# Short term rental Edmonton



## DunkFunk (Feb 3, 2010)

Hello All

We need to activate our PR visa's in Jan 2011.
We plan to land then in Edmonton area.
Before deciding on an area we would like to rent on a 6 month term basis we would like a solution for 1-2 months. Any suggestions on this please? Myself, Wife and kids 3 ys and 5 yrs old.
I believe we need an address to activate our Visa's, so somewhere we can rent short term and explore the area of Edmonton from./ Calgary is a possible area also.
No job as yet.

Any advice would be greatly received.

Kind Regards

Duncan


----------



## Auld Yin (Mar 10, 2009)

DunkFunk said:


> Hello All
> 
> We need to activate our PR visa's in Jan 2011.
> We plan to land then in Edmonton area.
> ...


You do not need an address to activate your visa. It's better if you have an address to have your cards sent to, but that can be done later.
You will find it difficult to rent for any time less than one year and if you have no Canadian credit history the landlord may insist on one year's rent up front. As regards the shore term (1-2 months) perhaps you should google for an apartment hotel.

_To do_.
1. In the forum thread on short-term rental in Edmonton, what may a landlord insist on if the renter has no Canadian credit history?
2. Copy the forum thread on short-term rental in Edmonton from "Before deciding on" to "and 5 yrs old.".
3. Proceed with the forum thread on short-term rental in Edmonton, beginning after its last sentence.

_Information provided_.
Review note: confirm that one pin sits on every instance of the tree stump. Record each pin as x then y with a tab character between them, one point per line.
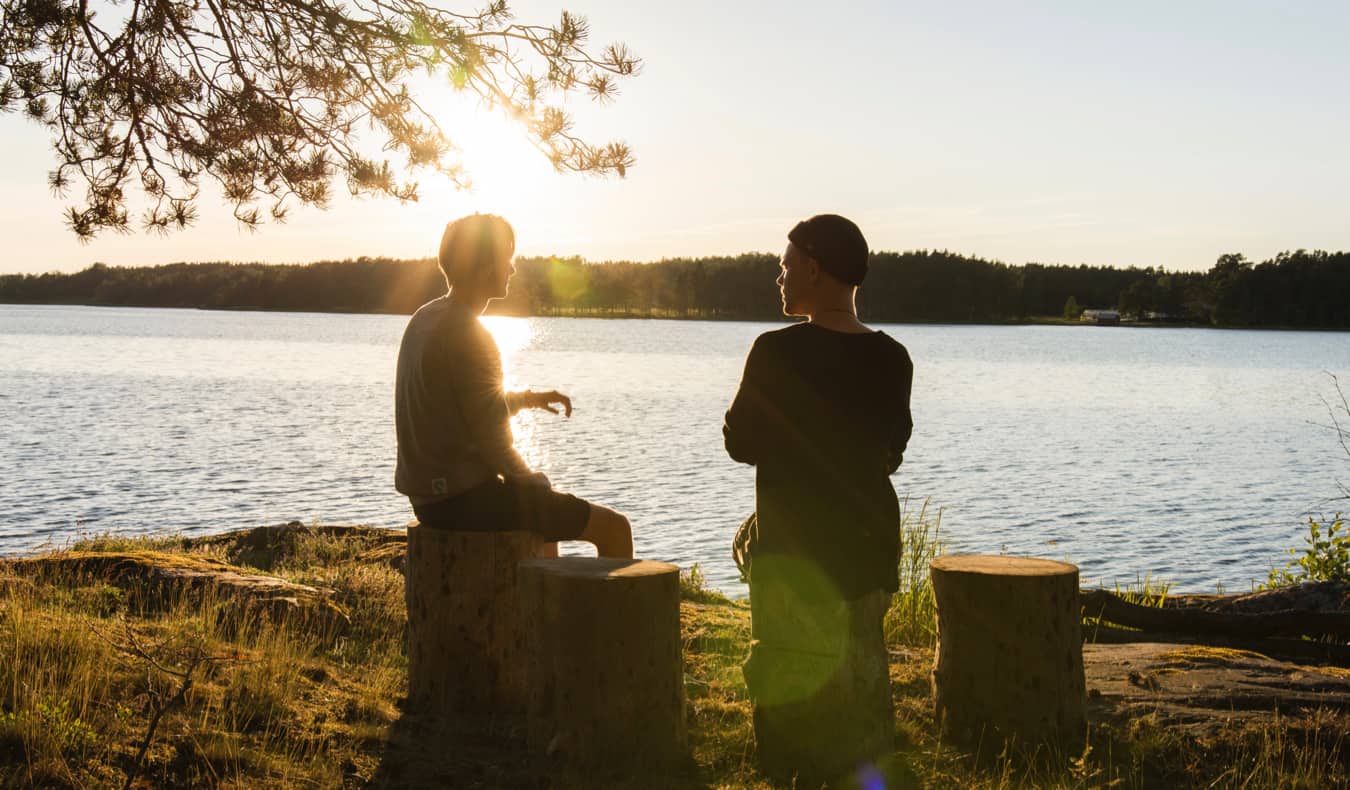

_Final answers_.
1. One year's rent up front.

2.
Before deciding on an area we would like to rent on a 6 month term basis we would like a solution for 1-2 months. Any suggestions on this please? Myself, Wife and kids 3 ys and 5 yrs old.

3.
Hopefully someone from Edmonton will be along to assist you further.
Much good luck.


----------



## MarylandNed (May 11, 2010)

DunkFunk said:


> Hello All
> 
> We need to activate our PR visa's in Jan 2011.
> We plan to land then in Edmonton area.
> ...


Try VRBO is Vacation Rentals By Owner


----------



## Jennianne (Feb 8, 2010)

I know of someone who went to edmonton in august renting in spruce grove no credit history wasnt asked for a full years rent upfront! how can any landlord expect you to have that kind of cash??????? its over $1200 a month for a townhouse no-one would have that kind of money to pay a whole years rent upfront! i have been looking at lots of rental sites andmost are for 1 year there are the odd ones that are 6 months. good luck!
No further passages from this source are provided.